→ **Text passage**
▬▬▬

CHAPTER-9-CS12Fr-Disc2v4.1-07/09-Tues/Fri-MK
9.1.1.1 OSI Model & Troubleshooting
Good network trouble shooters are always in high demand.
Knowledge of t features, functions, and devices of each OSI layer and how each relates to those around it help a network technician troubleshoot better.
Upper layers (5-7): deal with specific app functionality and are implemented only in software.
Problems here are caused by end-system software config errors on clients/servers.
Lower layers (1-4): = data-transport issues.
Network (3) and Transport Layer (4): = only software.
Software config errors on routers and firewalls happen here.
IP addressing and routing errors happen at Layer 3.
Physical (1) and Data Link Layer (2): = hardware and software.
Hardware problems and incompatibilities cause Layer 1/Layer 2 problems.
There are three main troubleshooting approaches when using network models:
9.1.2.1 Troubleshooting Methodologies
Top-down
Bottom-up
Divide-and-conquer
Top-down : App Layer and works down. Views problem from user and application.
Bottom-up : Physical Layer and works up. Hardware and wire connections.
Divide-and-Conquer: Begin at middle layers and work up or down from there.
9.1.3.1 Troubleshooting Tools
Difficult to troubleshoot network connectivity issue without a network diagram.
Logical and physical topologies are extremely useful in troubleshooting.
Physical Network Topologies:
Shows physical layout of devices connected to network.
Physical network topologies include:
Device types
Models and manufacturers of devices
Locations
Operating system versions
Cable types and identifiers
Cabling endpoints
Logical Network Topologies:
Shows how data is transferred on network.
Symbols used as network elements: routers, servers, hubs, hosts, and security devices.
Logical network topologies include:
Device identifiers
IP addresses and subnet masks
Interface identifiers
Routing protocols
Static and default routes
Data-link protocols
WAN technologies
Network Documentation and Baseline Tools:
Available for Windows, Linux, and UNIX OS’.
CiscoWorks used to draw network diagrams, keep documentation up to date and measure baseline network bandwidth use.
Tools provide monitoring and reporting functions for finding network baseline.
Network Management System Tools:
NMS tools monitor network performance.
Graphically display physical view of network devices.
Locate source of failure and determine what possible cause was.
E.g.: CiscoView, HP Openview, SolarWinds and WhatsUp Gold.
Knowledge Bases:
Have become good sources of info.
Network admin has access to a vast pool of experience-based info.
Protocol Analysers:
Decodes protocol layers in recorded frame and presents info in an easy-to-use format.
Capture network traffic for analysis.
Output is filtered to view specific traffic/types of traffic based on criteria. E.g.: to/from a certain device.
Hardware troubleshooting tools:
Cable Testers:
Specialized, handheld devices designed for testing comms cabling.
Used to detect opens, shorts and wire map errors.
Time-domain reflectometer (TDR),can pinpoint distance to break in cable.

▬▬▬

→ **Source excerpt**
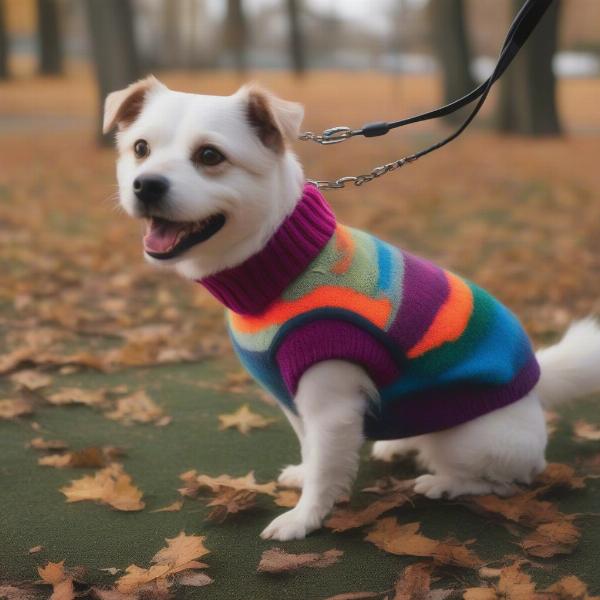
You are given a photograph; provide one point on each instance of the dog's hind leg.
(331, 400)
(486, 455)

▬▬▬

→ **Stated exercise**
Extend the network troubleshooting notes above, picking up after their last sentence.

→ **Exercise output**
Can determine length of a cable.
Digital Multimeters:
Test instruments that measure voltage, current, and resistance.
In network troubleshooting tests involve checking PSU voltage and verifying that network devices are receiving power.
Portable Network Analysers:
Engineers use these to see average and peak utilization of a network segment.
Used to identify devices producing most network traffic, analyse network traffic protocols and view interface details.
Useful for problems caused by malware or DOS attacks.
9.2.1.1 Layer 1 & 2 Problems
Network problems at Layer 1 can cause loss of network connectivity or network performance to degrade.
Types of problems that occur at Layer 1 are related to type of technology used.
Ethernet is multi-access technology. (Layer 2)
Ethernet = Carrier Sense Multiple Access with Collision Detection (CSMA/CD).
Excessive collisions cause network performance to degrade.
Layer 2 specifies how data is formatted for transmission over network media.
Layer 2 regulates how access to network is granted.
Layer 2 links Network Layer software functions to Layer 1 hardware for LAN and WAN apps.
Network analysers can locate source of a Layer 2 issue.
9.2.2.1 Troubleshooting Device Hardware & Boot Errors
The boot-up process:
1. Performing POST and loading bootstrap program.
2. Locating and loading Cisco IOS software.
3. Locating and loading t startup config file or entering setup mode.
When Cisco IOS software is loaded, technician verifies that hardware/software are fully operational.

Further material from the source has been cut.